**TEXT EXCERPT**
* Start *

# mod_speling and mod_bandwidth



## jigglywiggly (Nov 14, 2009)

So I have been running my web server on Debian fine, but since I had a freebsd box doing nothing, I want to use it for my web server.

Anyhow, apache,webmin, perl, php,samba all work fine and are installed. But how do I use mod_speling, http://httpd.apache.org/docs/2.2/mod/mod_speling.html

I mean it works fine on debian I just had to enable the mod in a folder in /var/www, except I have no idea where the Freebsd equivelent is. I also made a .htaccess with it just saying CheckSpelling On, but that didn't do that.

Also how do I get mod_bandwidth working? I have it used on my Debian box to limit my upload...
Any ideas?


----------



## dennylin93 (Nov 14, 2009)

This should be unrelated to FreeBSD as long as you have the appropriate modules installed and the correct configuration. The configuration for Apache is the same for all OSes.


----------



## graudeejs (Nov 14, 2009)

Did you check /usr/local/www


----------



## jigglywiggly (Nov 14, 2009)

* End *

**EXTRACTED ENTRIES**
* Start *

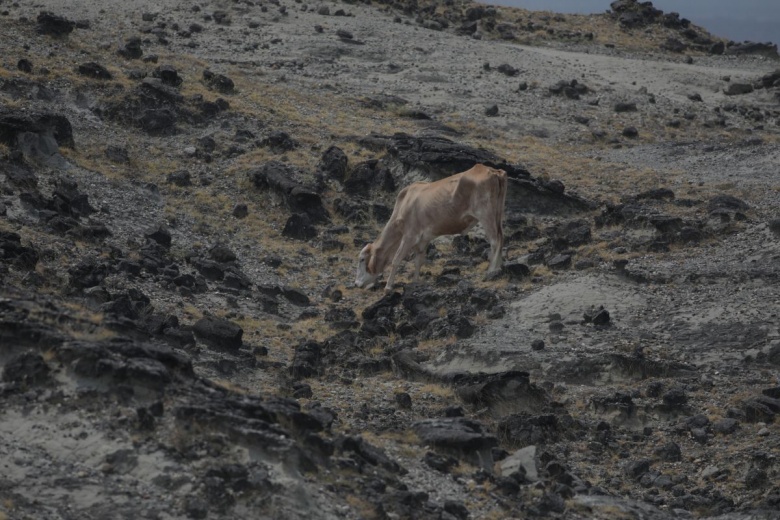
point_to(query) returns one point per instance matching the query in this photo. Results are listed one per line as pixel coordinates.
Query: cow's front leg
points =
(419, 258)
(400, 254)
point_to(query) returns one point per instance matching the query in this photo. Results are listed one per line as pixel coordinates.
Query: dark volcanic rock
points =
(12, 252)
(219, 333)
(15, 123)
(218, 82)
(525, 429)
(368, 176)
(333, 164)
(299, 198)
(52, 24)
(458, 437)
(131, 49)
(299, 226)
(503, 393)
(27, 368)
(94, 70)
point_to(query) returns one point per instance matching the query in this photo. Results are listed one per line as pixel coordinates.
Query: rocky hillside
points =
(185, 186)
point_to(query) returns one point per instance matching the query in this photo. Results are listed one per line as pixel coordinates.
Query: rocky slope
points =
(184, 190)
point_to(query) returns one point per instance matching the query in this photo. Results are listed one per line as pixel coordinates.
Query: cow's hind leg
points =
(419, 258)
(495, 235)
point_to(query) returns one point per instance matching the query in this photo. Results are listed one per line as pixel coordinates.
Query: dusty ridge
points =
(183, 192)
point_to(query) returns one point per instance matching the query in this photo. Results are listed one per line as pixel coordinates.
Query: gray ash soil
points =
(166, 355)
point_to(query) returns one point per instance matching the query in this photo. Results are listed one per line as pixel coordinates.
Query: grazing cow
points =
(426, 210)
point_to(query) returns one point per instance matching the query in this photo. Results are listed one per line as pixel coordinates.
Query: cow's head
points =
(366, 274)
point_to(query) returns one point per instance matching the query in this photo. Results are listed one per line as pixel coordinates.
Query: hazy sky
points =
(738, 20)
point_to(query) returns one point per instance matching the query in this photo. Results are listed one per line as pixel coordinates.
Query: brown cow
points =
(426, 210)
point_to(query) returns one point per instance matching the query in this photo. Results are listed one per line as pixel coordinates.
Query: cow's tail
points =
(500, 210)
(500, 185)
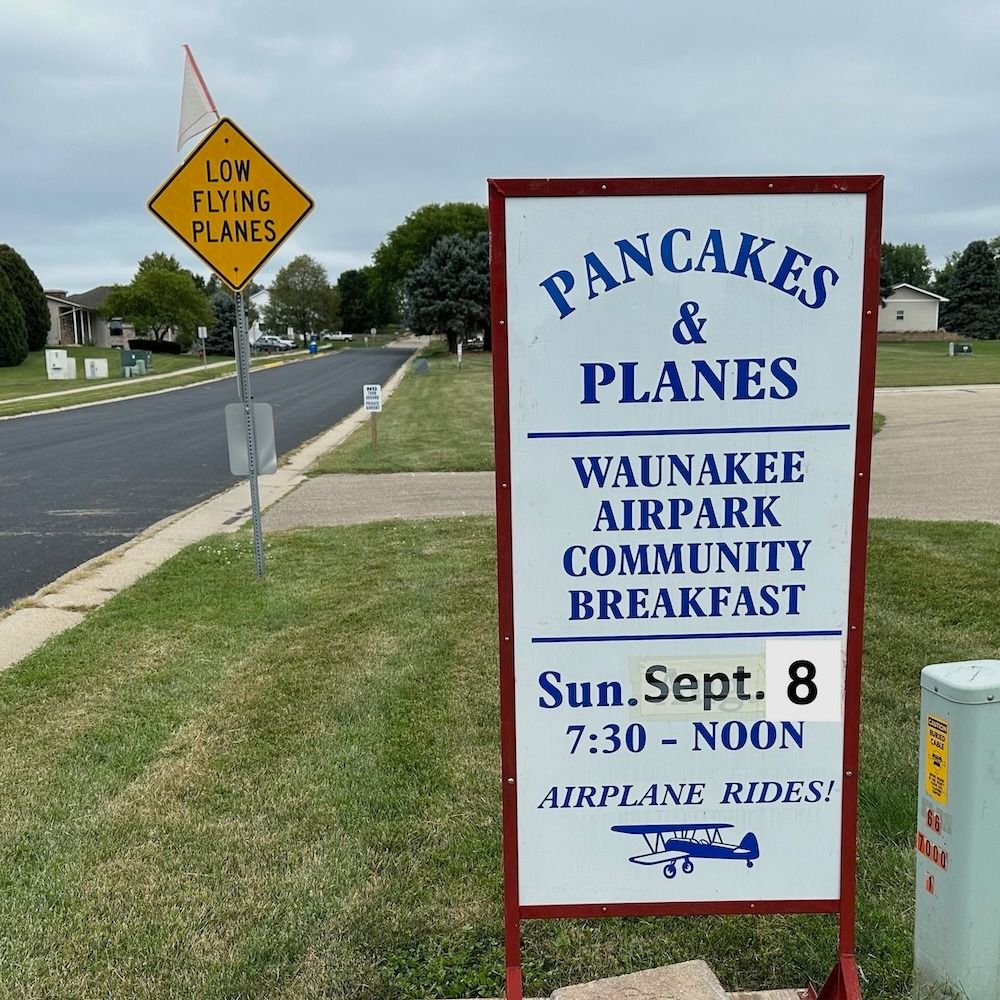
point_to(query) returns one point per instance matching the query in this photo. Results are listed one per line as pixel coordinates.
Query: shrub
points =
(13, 339)
(28, 291)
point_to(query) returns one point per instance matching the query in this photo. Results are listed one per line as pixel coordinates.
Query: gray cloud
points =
(378, 108)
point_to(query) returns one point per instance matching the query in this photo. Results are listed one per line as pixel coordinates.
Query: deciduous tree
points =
(299, 297)
(161, 297)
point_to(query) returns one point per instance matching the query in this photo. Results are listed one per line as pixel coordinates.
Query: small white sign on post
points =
(373, 399)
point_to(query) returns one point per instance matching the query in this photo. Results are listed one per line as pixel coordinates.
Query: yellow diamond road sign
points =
(231, 204)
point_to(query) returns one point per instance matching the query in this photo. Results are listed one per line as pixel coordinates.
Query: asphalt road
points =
(76, 483)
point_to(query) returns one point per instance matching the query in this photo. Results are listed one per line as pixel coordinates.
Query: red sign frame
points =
(843, 982)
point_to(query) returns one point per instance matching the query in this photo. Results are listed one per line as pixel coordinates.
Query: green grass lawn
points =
(218, 788)
(440, 421)
(928, 363)
(30, 379)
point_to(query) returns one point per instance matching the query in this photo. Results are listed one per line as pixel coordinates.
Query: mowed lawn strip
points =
(928, 363)
(442, 421)
(437, 421)
(220, 788)
(30, 379)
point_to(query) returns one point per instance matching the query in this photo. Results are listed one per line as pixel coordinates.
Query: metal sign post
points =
(233, 206)
(684, 377)
(243, 380)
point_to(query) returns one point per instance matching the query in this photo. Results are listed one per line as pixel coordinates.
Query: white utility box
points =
(957, 920)
(55, 363)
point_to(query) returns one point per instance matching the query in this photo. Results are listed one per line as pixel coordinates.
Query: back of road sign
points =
(263, 419)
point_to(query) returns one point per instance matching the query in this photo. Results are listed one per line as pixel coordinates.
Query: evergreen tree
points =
(886, 281)
(974, 290)
(13, 338)
(30, 295)
(449, 292)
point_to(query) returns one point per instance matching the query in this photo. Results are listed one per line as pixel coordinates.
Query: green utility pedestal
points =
(957, 920)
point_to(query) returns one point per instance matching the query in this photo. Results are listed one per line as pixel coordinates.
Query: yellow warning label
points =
(936, 739)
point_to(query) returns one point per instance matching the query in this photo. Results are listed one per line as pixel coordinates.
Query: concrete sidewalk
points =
(936, 458)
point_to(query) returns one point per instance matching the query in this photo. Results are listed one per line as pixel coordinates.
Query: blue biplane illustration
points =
(673, 843)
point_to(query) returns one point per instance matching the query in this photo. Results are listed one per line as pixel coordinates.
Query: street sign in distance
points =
(231, 204)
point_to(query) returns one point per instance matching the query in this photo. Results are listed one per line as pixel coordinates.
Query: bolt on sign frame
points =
(684, 376)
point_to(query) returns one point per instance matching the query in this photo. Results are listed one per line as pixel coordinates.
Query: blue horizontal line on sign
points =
(682, 635)
(681, 431)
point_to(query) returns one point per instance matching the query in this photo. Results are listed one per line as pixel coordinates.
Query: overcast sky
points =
(376, 108)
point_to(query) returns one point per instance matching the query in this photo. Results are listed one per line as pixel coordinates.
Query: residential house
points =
(910, 309)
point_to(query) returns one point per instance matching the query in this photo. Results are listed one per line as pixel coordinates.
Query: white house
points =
(909, 309)
(76, 319)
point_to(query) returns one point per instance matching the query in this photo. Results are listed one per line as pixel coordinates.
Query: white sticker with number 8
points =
(804, 680)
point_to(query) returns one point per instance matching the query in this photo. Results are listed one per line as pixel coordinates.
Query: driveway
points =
(938, 456)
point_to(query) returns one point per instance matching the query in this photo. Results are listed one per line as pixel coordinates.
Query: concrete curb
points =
(64, 603)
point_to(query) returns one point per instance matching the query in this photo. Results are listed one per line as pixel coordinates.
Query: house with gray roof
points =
(910, 309)
(76, 319)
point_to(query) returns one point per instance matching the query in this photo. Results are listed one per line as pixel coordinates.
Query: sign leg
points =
(843, 982)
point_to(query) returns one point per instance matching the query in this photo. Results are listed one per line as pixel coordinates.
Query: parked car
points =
(269, 343)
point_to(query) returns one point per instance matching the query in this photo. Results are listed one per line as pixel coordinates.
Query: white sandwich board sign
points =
(683, 375)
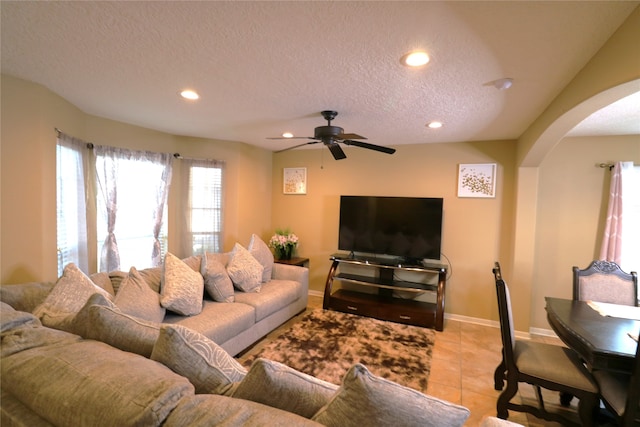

* End *

**STATED EXERCISE A**
According to the forum thread, what does the first reply say about Apache's configuration across operating systems?
**STATED EXERCISE B**
Rewrite the stretch of the forum thread from "## dennylin93 (Nov" through "graudeejs (Nov 14, 2009)", changing "modules" to "packages".
Use only the forum thread, not the entries.

**EXPECTED ANSWER A**
It is the same for all OSes.

**EXPECTED ANSWER B**
## dennylin93 (Nov 14, 2009)

This should be unrelated to FreeBSD as long as you have the appropriate packages installed and the correct configuration. The configuration for Apache is the same for all OSes.


----------



## graudeejs (Nov 14, 2009)